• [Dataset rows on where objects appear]
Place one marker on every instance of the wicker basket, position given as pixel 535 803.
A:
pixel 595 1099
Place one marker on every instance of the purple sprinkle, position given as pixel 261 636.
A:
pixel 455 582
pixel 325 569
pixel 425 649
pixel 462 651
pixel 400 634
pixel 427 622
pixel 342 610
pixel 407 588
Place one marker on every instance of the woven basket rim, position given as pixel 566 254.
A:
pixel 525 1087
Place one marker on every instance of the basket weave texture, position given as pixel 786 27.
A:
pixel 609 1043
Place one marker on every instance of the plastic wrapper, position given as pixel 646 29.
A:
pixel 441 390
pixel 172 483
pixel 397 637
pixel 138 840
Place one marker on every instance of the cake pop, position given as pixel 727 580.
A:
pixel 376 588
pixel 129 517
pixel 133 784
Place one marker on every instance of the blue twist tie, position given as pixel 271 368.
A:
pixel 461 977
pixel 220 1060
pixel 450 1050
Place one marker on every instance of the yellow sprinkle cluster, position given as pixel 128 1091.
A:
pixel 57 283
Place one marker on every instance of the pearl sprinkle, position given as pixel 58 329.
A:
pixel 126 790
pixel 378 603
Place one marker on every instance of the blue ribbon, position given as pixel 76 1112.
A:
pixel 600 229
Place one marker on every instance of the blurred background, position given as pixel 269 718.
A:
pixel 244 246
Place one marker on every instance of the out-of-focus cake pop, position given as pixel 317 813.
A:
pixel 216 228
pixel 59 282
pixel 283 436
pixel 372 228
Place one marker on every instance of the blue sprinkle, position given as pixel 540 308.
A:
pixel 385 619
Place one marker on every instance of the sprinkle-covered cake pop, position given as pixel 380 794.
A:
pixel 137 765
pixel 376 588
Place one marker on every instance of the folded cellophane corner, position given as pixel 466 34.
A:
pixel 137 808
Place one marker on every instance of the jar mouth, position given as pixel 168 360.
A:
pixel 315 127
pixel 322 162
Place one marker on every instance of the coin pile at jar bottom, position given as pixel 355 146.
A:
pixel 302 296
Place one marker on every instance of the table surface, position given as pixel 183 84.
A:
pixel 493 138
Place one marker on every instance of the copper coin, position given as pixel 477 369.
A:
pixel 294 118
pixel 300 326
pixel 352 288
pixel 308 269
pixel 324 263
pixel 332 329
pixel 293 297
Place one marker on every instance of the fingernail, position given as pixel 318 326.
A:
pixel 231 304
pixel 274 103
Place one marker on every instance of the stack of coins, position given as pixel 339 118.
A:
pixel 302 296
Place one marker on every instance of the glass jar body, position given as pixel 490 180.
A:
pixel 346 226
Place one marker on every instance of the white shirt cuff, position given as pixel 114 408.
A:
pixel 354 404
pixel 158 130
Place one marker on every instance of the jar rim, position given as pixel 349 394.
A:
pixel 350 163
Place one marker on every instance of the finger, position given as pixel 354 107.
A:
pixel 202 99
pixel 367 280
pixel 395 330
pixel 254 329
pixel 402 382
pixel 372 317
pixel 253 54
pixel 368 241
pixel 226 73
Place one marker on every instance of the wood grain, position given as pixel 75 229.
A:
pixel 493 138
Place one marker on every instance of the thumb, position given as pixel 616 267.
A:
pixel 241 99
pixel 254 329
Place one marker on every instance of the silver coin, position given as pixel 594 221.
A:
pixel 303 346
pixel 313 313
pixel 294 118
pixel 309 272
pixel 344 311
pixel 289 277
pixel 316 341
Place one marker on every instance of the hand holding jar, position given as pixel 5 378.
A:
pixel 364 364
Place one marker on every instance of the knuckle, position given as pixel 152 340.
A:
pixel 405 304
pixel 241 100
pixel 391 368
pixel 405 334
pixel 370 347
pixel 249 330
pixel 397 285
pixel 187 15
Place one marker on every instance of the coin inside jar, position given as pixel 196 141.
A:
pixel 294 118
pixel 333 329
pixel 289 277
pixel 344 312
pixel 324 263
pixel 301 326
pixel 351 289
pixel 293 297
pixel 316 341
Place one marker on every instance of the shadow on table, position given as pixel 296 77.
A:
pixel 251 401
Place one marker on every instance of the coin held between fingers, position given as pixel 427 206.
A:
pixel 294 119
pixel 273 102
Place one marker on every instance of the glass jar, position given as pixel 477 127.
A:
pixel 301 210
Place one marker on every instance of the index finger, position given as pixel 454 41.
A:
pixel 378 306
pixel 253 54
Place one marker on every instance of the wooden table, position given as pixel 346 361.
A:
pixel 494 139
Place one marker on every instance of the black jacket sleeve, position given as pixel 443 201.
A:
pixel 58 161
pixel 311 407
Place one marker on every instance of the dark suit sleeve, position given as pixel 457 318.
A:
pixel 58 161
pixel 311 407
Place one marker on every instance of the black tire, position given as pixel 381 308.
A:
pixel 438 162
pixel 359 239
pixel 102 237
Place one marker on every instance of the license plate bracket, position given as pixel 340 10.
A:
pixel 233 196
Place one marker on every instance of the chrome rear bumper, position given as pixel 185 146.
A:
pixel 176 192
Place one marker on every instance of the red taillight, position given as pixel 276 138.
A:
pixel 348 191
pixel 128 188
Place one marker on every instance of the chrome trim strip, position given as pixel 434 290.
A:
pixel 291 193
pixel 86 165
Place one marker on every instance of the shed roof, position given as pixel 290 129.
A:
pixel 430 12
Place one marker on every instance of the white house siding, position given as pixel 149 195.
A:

• [What this task involves]
Write out exactly the lines from the line holding "Place one marker on every instance of the dark" through the last line of the data, and nothing besides those lines.

• [The reply]
Place one marker on every instance of the dark suit sleeve, position given as pixel 457 318.
A:
pixel 58 161
pixel 311 407
Place one marker on every instance of the black tire, position given as pixel 381 308.
A:
pixel 438 162
pixel 359 239
pixel 102 237
Place one marker on every instance of the license plate bracket, position given as pixel 340 10.
A:
pixel 233 196
Place one marker on every instance of the chrome rear bumper, position given as pixel 185 146.
A:
pixel 176 192
Place one marker on every instance of the red taillight, position given as pixel 276 138.
A:
pixel 348 191
pixel 128 188
Place one marker on every instance of the chrome trim strip, position given as pixel 434 290.
A:
pixel 291 193
pixel 86 165
Place one marker on every instance of the shed roof, position given as pixel 290 129.
A:
pixel 430 12
Place one marker on every instance of the white house siding, position given as pixel 149 195.
A:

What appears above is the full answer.